Task instructions: Filter the data for lines with the word "window", then copy every line so identified.

:: Provided data

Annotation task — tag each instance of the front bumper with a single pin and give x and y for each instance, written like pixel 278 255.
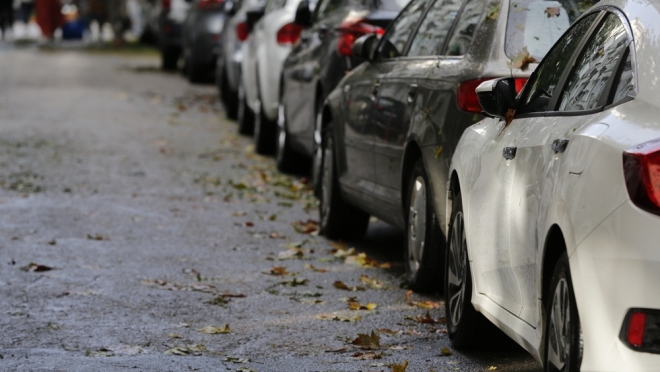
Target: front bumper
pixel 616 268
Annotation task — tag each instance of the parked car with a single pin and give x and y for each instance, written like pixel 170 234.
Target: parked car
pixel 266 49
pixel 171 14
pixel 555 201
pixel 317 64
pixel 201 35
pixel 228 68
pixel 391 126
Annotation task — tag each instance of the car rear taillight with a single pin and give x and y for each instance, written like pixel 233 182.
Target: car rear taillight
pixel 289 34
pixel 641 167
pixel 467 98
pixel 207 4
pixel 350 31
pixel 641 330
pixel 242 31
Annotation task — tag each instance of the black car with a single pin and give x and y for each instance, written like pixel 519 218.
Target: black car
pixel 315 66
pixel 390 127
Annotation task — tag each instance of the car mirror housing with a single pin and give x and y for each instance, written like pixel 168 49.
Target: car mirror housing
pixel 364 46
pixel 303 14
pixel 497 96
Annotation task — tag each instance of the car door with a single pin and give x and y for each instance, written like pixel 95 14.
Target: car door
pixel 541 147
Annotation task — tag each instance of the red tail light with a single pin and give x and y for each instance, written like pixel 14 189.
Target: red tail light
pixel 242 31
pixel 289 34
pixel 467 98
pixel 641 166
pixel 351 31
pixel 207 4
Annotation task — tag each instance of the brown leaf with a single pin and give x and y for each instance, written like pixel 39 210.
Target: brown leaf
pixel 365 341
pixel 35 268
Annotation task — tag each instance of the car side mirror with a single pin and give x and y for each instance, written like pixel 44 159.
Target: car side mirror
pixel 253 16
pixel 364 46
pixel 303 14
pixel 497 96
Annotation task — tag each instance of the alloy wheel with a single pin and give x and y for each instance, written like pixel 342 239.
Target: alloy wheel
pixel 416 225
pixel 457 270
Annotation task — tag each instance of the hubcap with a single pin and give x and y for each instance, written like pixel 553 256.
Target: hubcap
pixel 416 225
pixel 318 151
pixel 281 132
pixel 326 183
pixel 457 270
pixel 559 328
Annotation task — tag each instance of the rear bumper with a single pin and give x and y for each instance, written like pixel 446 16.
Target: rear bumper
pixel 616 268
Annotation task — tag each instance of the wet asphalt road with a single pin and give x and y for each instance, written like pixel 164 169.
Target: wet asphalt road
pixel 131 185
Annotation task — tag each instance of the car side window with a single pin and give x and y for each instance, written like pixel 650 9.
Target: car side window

::::

Written solution:
Annotation task — tag each instance of the car side window with a single pin and give x and y for each instance, written like pixel 650 9.
Target: car side window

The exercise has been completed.